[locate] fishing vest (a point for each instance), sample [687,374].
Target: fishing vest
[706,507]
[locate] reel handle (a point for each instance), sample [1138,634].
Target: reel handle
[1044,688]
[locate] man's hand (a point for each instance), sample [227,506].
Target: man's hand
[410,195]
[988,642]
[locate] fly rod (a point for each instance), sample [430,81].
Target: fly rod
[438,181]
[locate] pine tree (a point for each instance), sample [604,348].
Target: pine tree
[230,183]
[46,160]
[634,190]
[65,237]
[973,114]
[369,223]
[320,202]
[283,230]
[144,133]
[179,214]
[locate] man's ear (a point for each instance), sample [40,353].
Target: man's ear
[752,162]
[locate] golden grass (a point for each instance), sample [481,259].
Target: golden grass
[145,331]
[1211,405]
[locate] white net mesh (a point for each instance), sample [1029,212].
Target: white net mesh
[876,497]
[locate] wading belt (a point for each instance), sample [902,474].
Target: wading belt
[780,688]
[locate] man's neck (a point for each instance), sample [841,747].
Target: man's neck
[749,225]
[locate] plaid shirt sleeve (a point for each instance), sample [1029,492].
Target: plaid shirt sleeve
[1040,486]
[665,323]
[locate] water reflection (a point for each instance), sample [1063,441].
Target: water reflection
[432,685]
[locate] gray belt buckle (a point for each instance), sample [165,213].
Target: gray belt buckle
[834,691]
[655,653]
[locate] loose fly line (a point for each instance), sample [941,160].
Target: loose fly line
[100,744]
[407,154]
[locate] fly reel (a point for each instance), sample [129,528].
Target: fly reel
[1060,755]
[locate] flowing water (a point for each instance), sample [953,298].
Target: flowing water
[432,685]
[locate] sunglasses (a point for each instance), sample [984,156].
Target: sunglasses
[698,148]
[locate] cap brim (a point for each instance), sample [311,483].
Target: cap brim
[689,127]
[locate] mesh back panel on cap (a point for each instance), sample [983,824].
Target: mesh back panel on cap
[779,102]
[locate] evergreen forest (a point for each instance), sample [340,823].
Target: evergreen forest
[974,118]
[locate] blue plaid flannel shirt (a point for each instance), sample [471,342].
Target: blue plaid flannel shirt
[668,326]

*-*-*

▸ **Task objective**
Please return the lines above that run from the line containing "Target: wading belt" to the line containing "[locate] fly reel", inclusive, exactly and with no other lines.

▸ **Task result**
Target: wading belt
[780,688]
[locate] man's neck (a point for each instance), sample [841,747].
Target: man's neck
[749,225]
[locate] plaid shirt sleeve (a point for each instance), sample [1029,492].
Target: plaid shirt sleeve
[1040,486]
[665,323]
[locate] water reflection (a point for each instance), sample [1063,441].
Target: water reflection
[432,685]
[locate] gray belt buckle (a point for each instance), sample [165,213].
Target: gray belt buckle
[834,691]
[655,653]
[locate] loose fly line (a point for each instance), sample [941,160].
Target: loose fly line
[100,744]
[407,154]
[locate] fly reel (a point for each instance), sample [129,528].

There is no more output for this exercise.